Drop everything and pick up a copy of this one right now! You can thank me later!

Sharon Bolton has been on my list of go-to authors for as long as I can remember. As a massive fan of her work, The Craftsman was one of my most anticipated books of the year. So much so that I pre-ordered it the second that was possible, without even knowing what it would be about. Would the unthinkable happen and would I be left disappointed? Ha! Of course not!

The proof that I’d be hooked as always was right there on the first page. It is a rare feat to find yourself so utterly gripped by just the author’s foreword alone. It even took me a second to realise this wasn’t actually part of the story.

I read this one a bit slower than I normally read. Even when it seems there’s very little happening, Sharon Bolton’s writing is so intensely captivating that it has me focusing on every single word, soaking it all up, enjoying it to the fullest. Sometimes even taking the time to read a sentence twice because it’s just that good!

I read The Craftsman together with Janel at Keeper of Pages. This is the perfect choice for a buddy read. We came up with theories like crazy. Some so ridiculously far removed from what actually happened, it was almost embarrassing. Sharon Bolton definitely kept us guessing until the very end. And what an ending it is too! I stayed up way past my bed time to finish this and was left gasping and reeling.

Set in the 1960’s and 1990’s, this story flows effortlessly and seamlessly between the two timelines, oozing atmosphere all the time. I was so utterly engrossed, it almost felt as if the author had put a spell on me. The Craftsman is incredibly well-plotted, surprising, intriguing and impossible to put down. It is original, creepy, chilling and immensely addictive.

This review has been such a struggle. I’ve been messing around with it for weeks and I’m not at all happy with it but I just can’t find the words to say how much I loved it. You will undoubtedly be seeing this title when I compile my “books of the year” list in December and it’s fair to say that no matter where Sharon Bolton goes, I will follow. Not in the stalker kind of way. This is an author who should be on everyone’s go-to list and bookshelves.

#### Data to process:
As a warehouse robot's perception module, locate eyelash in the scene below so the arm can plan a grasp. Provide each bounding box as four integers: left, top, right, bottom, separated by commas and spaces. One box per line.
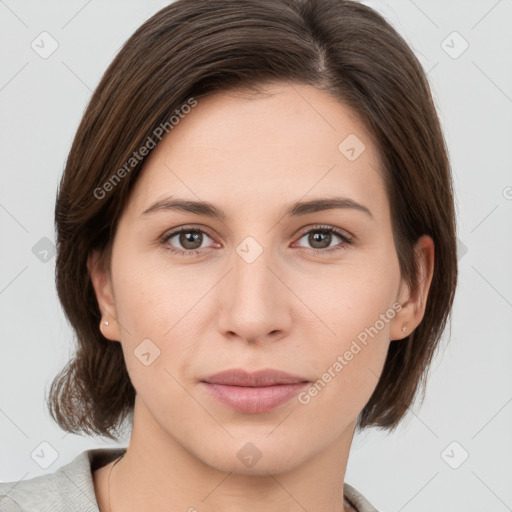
160, 225, 354, 257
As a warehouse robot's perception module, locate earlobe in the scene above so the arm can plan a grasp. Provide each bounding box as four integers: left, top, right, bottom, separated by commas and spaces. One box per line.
87, 251, 121, 341
390, 235, 434, 340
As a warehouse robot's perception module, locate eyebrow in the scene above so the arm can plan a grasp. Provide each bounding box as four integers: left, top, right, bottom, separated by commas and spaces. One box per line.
140, 197, 373, 221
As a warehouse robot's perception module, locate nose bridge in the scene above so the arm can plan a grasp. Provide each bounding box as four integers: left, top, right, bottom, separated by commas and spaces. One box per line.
219, 237, 289, 340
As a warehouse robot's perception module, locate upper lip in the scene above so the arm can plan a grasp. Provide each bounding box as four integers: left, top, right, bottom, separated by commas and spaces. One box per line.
202, 368, 308, 387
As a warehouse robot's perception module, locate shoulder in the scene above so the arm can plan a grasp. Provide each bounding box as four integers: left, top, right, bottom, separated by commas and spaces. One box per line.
0, 448, 124, 512
343, 482, 379, 512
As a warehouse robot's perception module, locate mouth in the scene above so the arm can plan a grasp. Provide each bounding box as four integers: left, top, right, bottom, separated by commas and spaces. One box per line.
201, 369, 309, 413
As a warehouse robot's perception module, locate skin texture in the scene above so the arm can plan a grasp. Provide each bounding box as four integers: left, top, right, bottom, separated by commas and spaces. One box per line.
88, 84, 434, 512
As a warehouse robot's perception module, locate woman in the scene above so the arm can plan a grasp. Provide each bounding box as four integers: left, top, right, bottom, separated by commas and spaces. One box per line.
0, 0, 457, 512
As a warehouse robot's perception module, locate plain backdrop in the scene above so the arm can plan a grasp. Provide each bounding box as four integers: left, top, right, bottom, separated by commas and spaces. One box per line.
0, 0, 512, 512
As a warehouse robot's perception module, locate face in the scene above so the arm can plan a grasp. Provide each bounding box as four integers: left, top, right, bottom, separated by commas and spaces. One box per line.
91, 84, 428, 474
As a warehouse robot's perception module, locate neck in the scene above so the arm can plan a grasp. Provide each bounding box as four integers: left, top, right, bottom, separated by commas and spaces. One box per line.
98, 400, 355, 512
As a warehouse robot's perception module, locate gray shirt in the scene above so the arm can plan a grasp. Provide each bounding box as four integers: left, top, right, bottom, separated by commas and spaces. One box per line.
0, 448, 378, 512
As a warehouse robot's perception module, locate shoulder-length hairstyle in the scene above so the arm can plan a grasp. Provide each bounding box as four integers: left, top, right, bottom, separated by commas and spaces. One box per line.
48, 0, 457, 439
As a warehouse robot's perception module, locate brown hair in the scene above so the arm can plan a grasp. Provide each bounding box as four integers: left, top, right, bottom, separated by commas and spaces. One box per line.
48, 0, 457, 438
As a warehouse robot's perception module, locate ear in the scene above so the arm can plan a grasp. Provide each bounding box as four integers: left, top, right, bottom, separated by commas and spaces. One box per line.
87, 250, 121, 341
390, 235, 435, 340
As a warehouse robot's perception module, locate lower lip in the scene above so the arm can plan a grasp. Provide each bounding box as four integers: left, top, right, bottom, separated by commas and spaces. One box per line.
202, 382, 308, 413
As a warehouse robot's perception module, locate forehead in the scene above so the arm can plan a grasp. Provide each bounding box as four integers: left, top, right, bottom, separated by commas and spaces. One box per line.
126, 84, 387, 220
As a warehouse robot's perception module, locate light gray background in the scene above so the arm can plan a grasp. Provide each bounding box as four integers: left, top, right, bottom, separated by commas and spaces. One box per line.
0, 0, 512, 512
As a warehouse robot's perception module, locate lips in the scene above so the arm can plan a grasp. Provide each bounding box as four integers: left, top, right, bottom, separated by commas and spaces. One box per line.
201, 369, 308, 413
203, 368, 308, 387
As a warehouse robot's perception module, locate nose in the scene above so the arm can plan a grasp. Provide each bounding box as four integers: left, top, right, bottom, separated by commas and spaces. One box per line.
217, 243, 293, 343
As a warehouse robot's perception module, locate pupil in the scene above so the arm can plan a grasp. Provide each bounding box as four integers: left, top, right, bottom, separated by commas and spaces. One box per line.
309, 231, 331, 249
180, 231, 201, 249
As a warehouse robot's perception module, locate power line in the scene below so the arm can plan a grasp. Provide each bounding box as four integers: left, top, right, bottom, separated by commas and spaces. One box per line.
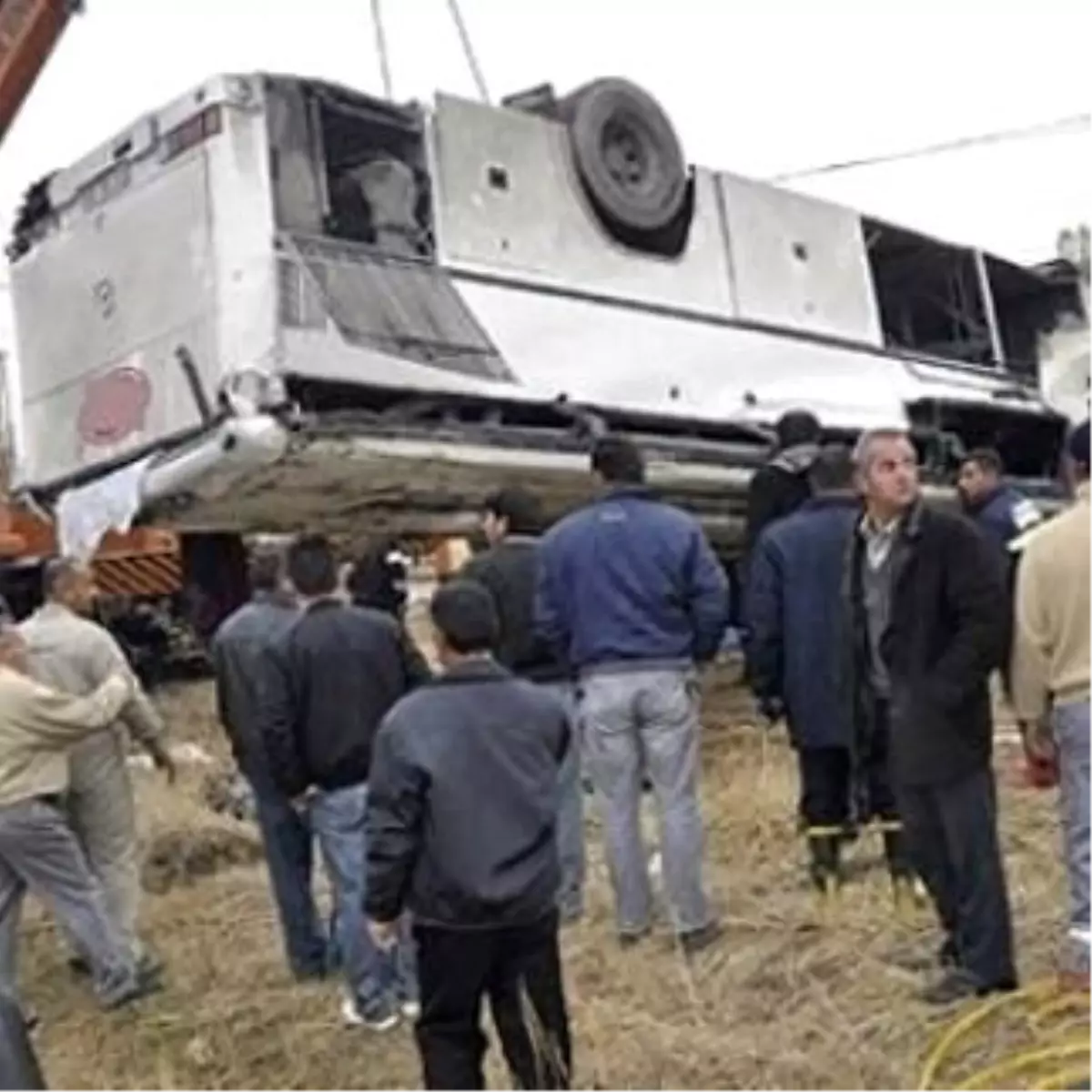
766, 114, 1092, 182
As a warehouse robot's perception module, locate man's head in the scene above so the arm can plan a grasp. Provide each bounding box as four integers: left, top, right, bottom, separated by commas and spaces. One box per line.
247, 546, 288, 593
481, 486, 542, 546
0, 622, 29, 675
853, 428, 921, 520
774, 410, 823, 451
288, 535, 338, 600
42, 557, 98, 615
808, 443, 856, 495
592, 436, 644, 485
1066, 419, 1092, 485
431, 579, 500, 667
956, 448, 1005, 504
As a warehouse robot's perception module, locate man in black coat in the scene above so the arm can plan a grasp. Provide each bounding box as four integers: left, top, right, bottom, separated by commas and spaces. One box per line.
257, 535, 430, 1031
462, 486, 584, 923
743, 410, 823, 557
366, 580, 572, 1092
845, 430, 1016, 1004
747, 444, 910, 895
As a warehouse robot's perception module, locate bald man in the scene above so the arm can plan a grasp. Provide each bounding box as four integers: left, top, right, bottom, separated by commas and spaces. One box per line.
0, 623, 159, 1008
21, 558, 175, 973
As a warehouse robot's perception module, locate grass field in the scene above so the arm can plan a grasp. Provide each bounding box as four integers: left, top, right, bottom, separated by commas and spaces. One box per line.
19, 677, 1065, 1092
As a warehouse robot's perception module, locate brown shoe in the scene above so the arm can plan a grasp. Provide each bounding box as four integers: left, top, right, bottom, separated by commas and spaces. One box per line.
678, 922, 724, 956
1058, 970, 1092, 994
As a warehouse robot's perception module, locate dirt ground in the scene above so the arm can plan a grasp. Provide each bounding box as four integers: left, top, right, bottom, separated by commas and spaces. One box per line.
21, 672, 1078, 1092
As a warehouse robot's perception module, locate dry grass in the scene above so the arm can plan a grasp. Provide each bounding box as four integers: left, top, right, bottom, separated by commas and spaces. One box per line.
19, 681, 1064, 1092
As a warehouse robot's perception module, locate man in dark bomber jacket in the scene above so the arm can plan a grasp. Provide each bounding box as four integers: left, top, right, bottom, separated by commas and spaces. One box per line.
462, 486, 584, 922
844, 430, 1016, 1004
258, 535, 430, 1031
747, 444, 910, 895
536, 436, 728, 952
366, 579, 571, 1092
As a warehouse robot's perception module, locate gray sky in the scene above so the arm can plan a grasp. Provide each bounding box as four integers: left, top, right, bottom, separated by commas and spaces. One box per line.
0, 0, 1092, 343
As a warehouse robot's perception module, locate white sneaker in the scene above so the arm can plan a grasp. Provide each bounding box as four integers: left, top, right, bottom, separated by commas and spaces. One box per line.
342, 997, 399, 1031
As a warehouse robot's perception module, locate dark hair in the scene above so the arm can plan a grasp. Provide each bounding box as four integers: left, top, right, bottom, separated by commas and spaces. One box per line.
963, 448, 1005, 475
774, 410, 823, 450
481, 485, 542, 535
808, 443, 856, 492
345, 536, 409, 617
42, 557, 83, 600
431, 578, 500, 655
247, 546, 284, 592
592, 436, 644, 485
288, 535, 338, 599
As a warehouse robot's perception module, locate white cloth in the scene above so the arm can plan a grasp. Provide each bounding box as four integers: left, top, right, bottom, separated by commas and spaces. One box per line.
56, 455, 152, 561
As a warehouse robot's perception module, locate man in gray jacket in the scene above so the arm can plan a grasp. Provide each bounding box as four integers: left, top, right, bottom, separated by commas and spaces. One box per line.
20, 558, 175, 974
0, 624, 159, 1008
212, 550, 334, 979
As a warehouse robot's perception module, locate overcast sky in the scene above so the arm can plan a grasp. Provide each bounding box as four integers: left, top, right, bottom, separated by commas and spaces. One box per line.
0, 0, 1092, 342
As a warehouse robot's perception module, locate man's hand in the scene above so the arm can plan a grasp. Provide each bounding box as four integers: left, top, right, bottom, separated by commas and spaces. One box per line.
368, 921, 399, 952
1020, 720, 1058, 763
291, 785, 318, 814
147, 739, 178, 785
758, 698, 785, 727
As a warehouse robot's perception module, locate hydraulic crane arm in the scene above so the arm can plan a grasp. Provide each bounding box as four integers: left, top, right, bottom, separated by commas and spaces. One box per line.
0, 0, 83, 142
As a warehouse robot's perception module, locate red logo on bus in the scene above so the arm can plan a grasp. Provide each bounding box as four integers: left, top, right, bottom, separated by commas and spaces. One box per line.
76, 365, 152, 448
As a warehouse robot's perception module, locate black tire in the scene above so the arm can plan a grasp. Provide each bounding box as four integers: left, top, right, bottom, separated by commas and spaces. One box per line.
559, 78, 689, 233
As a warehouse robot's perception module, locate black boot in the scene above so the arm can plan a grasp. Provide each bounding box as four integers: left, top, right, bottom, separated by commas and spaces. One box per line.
880, 820, 918, 913
806, 826, 843, 896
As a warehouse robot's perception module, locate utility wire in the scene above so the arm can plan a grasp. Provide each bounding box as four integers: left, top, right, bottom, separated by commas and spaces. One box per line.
766, 114, 1092, 182
371, 0, 394, 102
448, 0, 490, 103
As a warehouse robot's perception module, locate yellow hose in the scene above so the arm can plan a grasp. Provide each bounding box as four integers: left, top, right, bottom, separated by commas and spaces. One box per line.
1031, 1065, 1092, 1092
917, 978, 1092, 1092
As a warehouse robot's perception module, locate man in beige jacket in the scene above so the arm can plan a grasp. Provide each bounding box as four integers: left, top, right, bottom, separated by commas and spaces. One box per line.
1012, 420, 1092, 989
0, 624, 158, 1005
21, 558, 174, 973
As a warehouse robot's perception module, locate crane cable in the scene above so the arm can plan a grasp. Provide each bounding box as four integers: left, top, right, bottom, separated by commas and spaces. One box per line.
448, 0, 490, 103
371, 0, 490, 103
766, 114, 1092, 184
917, 978, 1092, 1092
371, 0, 394, 102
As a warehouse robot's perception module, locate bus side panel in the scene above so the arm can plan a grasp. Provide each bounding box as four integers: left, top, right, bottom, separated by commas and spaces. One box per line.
11, 147, 217, 485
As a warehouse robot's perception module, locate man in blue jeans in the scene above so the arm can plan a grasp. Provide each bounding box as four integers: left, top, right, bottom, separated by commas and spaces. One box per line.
536, 437, 728, 954
212, 550, 325, 981
462, 486, 584, 924
258, 535, 430, 1031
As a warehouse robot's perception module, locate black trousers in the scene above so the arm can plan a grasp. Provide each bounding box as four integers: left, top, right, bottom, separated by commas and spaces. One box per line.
899, 769, 1016, 989
797, 739, 899, 826
414, 912, 572, 1092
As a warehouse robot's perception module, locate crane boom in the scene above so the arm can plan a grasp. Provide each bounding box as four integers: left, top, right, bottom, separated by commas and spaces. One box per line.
0, 0, 83, 142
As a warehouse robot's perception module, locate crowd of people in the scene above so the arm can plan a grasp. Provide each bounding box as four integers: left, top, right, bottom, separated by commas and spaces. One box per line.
743, 414, 1092, 1004
205, 430, 730, 1092
6, 413, 1092, 1092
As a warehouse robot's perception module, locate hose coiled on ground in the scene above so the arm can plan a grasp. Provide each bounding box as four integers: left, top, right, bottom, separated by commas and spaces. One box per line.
917, 978, 1092, 1092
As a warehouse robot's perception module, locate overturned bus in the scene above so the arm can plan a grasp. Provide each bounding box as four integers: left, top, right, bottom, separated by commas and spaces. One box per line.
2, 75, 1083, 590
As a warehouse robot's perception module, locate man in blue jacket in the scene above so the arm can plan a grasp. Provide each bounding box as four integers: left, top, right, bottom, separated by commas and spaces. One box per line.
536, 437, 728, 954
957, 448, 1043, 568
747, 444, 906, 895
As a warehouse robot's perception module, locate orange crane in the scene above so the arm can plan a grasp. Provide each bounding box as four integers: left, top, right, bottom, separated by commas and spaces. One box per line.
0, 0, 182, 615
0, 0, 83, 141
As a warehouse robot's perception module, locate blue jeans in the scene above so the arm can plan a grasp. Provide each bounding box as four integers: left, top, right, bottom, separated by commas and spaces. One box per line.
579, 668, 712, 935
308, 785, 417, 1016
242, 763, 337, 977
541, 682, 585, 922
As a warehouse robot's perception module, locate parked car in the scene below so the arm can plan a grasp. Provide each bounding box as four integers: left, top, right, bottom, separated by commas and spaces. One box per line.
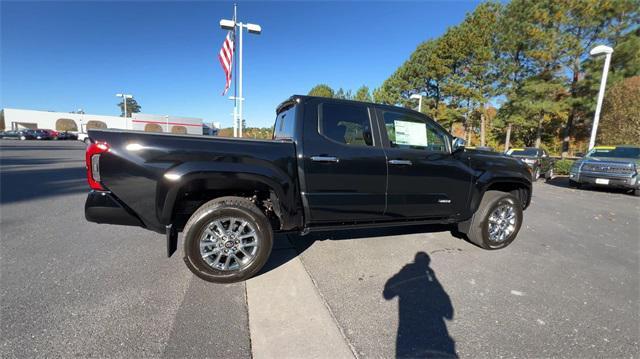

#### Tasks:
A – In the book review, who did the reviewer read The Craftsman together with?
B – Please copy word for word the lines of the records beginning with the one that contains "As a warehouse robot's perception module, locate brown shoe" and continuing through the one that contains "0, 0, 1092, 343", with both of those lines included.

#### Answers for the exercise:
A – Janel at Keeper of Pages.

B –
As a warehouse robot's perception module, locate brown shoe in the scene above so the arm can plan a grasp. Provide each bounding box as four integers: left, top, right, bottom, separated by commas and spaces. One box per line.
678, 922, 724, 956
1058, 970, 1092, 994
As a warehouse robot's perception module, locate dirt ground in the scene above so the arm can plan a grasp. Provide each bounding box as four integers: left, top, right, bottom, separated by commas and spaces. One box per line.
21, 672, 1078, 1092
As a warehouse robot's perception module, locate dry grass in the scene above so the arm can plan a grasp. Provide each bounding box as four integers: left, top, right, bottom, separated by commas and spaces. One box per line.
19, 681, 1064, 1092
As a warehouse robot's perception module, locate man in dark bomber jacket in the scene above so the arm can plan a grasp. Provide each bounding box as four integers: left, top, right, bottom, separated by commas and spaces. One box per line.
462, 486, 584, 922
844, 430, 1016, 1004
258, 535, 430, 1031
747, 444, 910, 895
536, 436, 728, 952
366, 579, 571, 1092
As a warehouse robot's perception module, locate gray sky in the scene above so the arm can plan a grasp. Provide each bounding box as four integers: left, top, right, bottom, separated by commas and spaces. One box per line.
0, 0, 1092, 343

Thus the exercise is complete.